## start Extracted information

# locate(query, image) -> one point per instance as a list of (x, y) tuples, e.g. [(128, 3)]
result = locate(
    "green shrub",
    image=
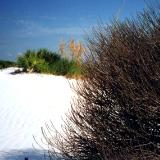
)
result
[(6, 64), (44, 61), (48, 56)]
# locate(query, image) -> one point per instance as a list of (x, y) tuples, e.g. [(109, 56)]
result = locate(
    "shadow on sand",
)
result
[(28, 154)]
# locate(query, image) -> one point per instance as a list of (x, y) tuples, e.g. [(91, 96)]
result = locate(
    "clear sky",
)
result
[(33, 24)]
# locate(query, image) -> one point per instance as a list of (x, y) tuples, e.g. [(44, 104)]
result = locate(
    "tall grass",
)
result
[(45, 61)]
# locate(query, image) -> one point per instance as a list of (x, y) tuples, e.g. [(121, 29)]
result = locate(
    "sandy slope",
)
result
[(27, 102)]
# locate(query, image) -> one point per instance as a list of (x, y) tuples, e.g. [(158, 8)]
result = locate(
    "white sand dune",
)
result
[(27, 102)]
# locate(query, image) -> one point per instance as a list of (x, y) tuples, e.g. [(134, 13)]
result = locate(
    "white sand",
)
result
[(27, 102)]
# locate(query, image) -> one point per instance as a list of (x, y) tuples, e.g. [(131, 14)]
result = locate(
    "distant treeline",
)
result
[(6, 64), (66, 62)]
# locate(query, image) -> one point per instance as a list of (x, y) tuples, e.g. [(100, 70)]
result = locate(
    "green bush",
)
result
[(44, 61), (5, 64), (48, 56)]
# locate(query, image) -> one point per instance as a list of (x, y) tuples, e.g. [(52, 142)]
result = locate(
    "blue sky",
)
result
[(33, 24)]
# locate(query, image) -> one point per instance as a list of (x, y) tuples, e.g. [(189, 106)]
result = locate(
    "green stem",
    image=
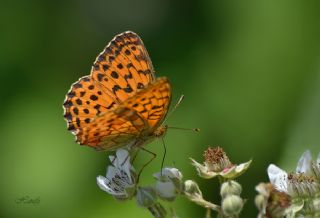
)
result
[(208, 213)]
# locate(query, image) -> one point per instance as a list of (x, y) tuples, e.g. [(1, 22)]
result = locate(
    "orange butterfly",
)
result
[(121, 102)]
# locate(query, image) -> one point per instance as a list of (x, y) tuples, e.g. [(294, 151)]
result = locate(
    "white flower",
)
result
[(304, 163), (168, 183), (301, 183), (278, 177), (120, 178)]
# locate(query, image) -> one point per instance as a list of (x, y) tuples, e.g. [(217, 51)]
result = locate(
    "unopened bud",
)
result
[(232, 205), (192, 189), (230, 188)]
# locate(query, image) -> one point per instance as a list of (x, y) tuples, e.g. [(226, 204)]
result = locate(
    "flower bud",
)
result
[(232, 205), (192, 189), (260, 202), (230, 188), (146, 196)]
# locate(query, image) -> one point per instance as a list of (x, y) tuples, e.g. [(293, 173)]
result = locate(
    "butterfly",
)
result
[(121, 103)]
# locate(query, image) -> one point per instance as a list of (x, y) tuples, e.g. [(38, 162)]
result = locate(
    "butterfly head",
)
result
[(160, 131)]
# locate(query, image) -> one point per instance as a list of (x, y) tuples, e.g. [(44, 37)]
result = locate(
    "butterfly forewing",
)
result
[(121, 100)]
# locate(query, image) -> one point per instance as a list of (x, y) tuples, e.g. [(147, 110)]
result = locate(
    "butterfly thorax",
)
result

## end Extracted information

◆ **Brief**: Reproduce all of the records above verbatim, leaving out the pictures.

◆ **Exercise response**:
# locate(query, image) -> one point per instance as a list of (x, y) tuples, e.g. [(128, 3)]
result = locate(
    "green shrub",
    image=
)
result
[(6, 64), (44, 61), (48, 56)]
# locate(query, image) -> one point per instance as a list of (x, y) tuples, e.g. [(109, 56)]
result = locate(
    "shadow on sand",
)
result
[(28, 154)]
# locate(query, image) -> one point per instance as a list of (x, y) tuples, e.g. [(91, 96)]
result = locate(
    "clear sky",
)
result
[(33, 24)]
# locate(query, image) -> one point per instance as a list of (x, y) tuples, e.g. [(44, 104)]
result = locate(
    "tall grass",
)
result
[(45, 61)]
# locate(query, image) -> one point per instance as a list of (x, y) tuples, e.g. [(121, 29)]
result = locate(
    "sandy slope",
)
result
[(27, 102)]
# locate(query, image) -> one point per instance as a list of (x, y) tuples, e.g. [(158, 8)]
result = locate(
    "white sand dune",
)
result
[(27, 102)]
# locate(query, image) -> one point per instance as a list of (x, y) tuples, e.g. [(134, 13)]
result = locate(
    "white sand",
)
result
[(27, 102)]
# locate(query, image) -> one point per instance as a list of (x, y) tuples, e.g. [(131, 14)]
result = locate(
    "distant treeline",
)
result
[(6, 64), (66, 62)]
# locate(query, image) -> one point per instance as a list of (x, y) tuples, e.g. [(100, 70)]
result = locate(
    "green bush",
)
result
[(44, 61), (5, 64), (48, 56)]
# locate(query, image) -> one point per instance as a list of (x, y) tuples, e.g. [(52, 142)]
result = locate(
    "blue sky",
)
result
[(33, 24)]
# locate(query, image) -> one point per instance as a list of (x, y) tuples, e.g. [(189, 106)]
result = locate(
    "green stem",
    image=
)
result
[(208, 213)]
# locate(query, image) -> one point per instance as a list of (x, y) tuples, e.g. [(1, 22)]
result = locate(
    "orange butterfly",
)
result
[(121, 102)]
# locate(query, image) -> one point per instance as a list of (x, y) tuples, e.g. [(294, 151)]
result = locate(
    "white flower",
)
result
[(304, 163), (168, 183), (301, 183), (278, 177), (120, 178)]
# locate(query, image) -> one point per instance as a list of (x, y) tuples, e.g. [(217, 51)]
result = locate(
    "unopened bud",
)
result
[(232, 205), (192, 189), (230, 188)]
# locate(query, image) -> one point per instance as a list of (x, y) tuples, e.g. [(226, 204)]
result = locate(
    "flower bud",
)
result
[(232, 205), (192, 189), (260, 202), (230, 188), (146, 196)]
# locate(query, image) -> one point per instance as a list of (x, y) tuples, e.g. [(293, 173)]
result = locate(
    "butterfly",
)
result
[(121, 103)]
# locate(query, image) -> one point per instance as a list of (x, y) tuples, e.g. [(38, 162)]
result = locate(
    "butterfly head",
)
result
[(160, 131)]
# locate(query, image) -> one point per instance as a list of (x, y) tuples, e.g. [(44, 37)]
result = locate(
    "butterfly forewing",
)
result
[(121, 100)]
# locate(query, image) -> one point per instance as a list of (x, y) tuples, e.g. [(147, 110)]
result = locate(
    "butterfly thorax",
)
result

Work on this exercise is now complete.